[Collected data entries]

'''

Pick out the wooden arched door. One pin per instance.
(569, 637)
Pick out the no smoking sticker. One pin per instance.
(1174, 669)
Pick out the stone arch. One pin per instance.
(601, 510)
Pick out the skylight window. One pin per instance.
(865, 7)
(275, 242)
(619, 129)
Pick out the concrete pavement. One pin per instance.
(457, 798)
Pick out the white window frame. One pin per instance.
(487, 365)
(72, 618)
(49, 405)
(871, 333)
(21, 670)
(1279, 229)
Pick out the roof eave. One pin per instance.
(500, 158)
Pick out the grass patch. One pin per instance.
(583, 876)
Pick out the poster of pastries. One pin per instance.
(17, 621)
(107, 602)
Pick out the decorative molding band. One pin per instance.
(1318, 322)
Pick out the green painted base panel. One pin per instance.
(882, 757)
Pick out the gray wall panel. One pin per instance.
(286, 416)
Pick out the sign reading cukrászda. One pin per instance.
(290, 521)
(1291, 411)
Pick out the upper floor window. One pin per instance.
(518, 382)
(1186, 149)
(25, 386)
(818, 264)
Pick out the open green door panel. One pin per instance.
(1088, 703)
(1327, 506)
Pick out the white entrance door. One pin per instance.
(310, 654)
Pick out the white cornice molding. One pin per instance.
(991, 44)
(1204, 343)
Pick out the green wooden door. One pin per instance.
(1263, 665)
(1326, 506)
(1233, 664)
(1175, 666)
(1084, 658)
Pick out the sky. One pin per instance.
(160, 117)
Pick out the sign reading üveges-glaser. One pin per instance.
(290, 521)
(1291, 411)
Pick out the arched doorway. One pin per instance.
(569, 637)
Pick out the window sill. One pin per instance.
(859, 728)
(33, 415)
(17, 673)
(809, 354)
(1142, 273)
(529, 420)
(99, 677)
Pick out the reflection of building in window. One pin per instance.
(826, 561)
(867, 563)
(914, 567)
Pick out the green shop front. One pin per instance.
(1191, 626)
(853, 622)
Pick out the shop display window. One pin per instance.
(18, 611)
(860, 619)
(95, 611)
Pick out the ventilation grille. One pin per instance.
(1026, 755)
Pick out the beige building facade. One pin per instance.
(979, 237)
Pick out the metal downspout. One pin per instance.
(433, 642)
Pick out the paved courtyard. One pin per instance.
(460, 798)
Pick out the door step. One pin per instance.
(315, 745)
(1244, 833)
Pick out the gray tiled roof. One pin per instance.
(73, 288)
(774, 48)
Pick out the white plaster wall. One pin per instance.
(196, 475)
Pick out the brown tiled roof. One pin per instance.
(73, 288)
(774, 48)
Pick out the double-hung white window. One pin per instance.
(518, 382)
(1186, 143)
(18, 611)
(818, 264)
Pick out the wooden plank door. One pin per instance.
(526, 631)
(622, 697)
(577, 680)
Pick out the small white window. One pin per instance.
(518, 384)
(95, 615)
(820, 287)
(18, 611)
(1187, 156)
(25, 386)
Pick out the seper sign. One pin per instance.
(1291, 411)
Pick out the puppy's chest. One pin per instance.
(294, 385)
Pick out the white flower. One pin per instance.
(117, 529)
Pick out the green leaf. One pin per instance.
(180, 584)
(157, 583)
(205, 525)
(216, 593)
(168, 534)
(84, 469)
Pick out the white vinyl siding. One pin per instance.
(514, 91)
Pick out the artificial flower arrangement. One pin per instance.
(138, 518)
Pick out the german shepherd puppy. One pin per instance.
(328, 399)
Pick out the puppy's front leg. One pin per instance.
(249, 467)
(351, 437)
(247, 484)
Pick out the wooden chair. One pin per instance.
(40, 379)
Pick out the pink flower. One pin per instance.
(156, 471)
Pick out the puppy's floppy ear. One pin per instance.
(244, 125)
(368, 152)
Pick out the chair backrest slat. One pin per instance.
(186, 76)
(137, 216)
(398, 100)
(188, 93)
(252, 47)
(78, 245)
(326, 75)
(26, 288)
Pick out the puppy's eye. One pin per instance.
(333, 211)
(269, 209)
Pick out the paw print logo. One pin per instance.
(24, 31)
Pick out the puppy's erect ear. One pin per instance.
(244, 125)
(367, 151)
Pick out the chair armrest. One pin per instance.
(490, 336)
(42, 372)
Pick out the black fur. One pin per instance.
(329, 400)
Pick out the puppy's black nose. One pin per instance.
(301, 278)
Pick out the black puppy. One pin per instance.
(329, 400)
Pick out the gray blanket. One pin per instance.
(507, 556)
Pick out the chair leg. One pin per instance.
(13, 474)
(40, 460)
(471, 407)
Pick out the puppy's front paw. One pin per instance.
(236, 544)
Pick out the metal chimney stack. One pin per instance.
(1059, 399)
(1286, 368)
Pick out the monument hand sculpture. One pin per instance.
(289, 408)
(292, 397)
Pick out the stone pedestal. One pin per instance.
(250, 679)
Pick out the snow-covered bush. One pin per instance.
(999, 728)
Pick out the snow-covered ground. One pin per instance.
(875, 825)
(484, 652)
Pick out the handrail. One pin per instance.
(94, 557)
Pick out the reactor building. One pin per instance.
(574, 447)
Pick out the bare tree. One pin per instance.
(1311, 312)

'''

▸ **SET EXERCISE**:
Can you write out every line of the records again, beginning at the line that has "Pick out the handrail. One pin per instance." and stopping after the last line of the records, with each coordinate shifted by adding 48 to both of its numbers?

▸ **THE REPLY**:
Pick out the handrail. One pin per instance.
(142, 605)
Pick out the reactor building. One pin per instance.
(622, 495)
Pick out the bare tree. One pin per instance.
(1359, 360)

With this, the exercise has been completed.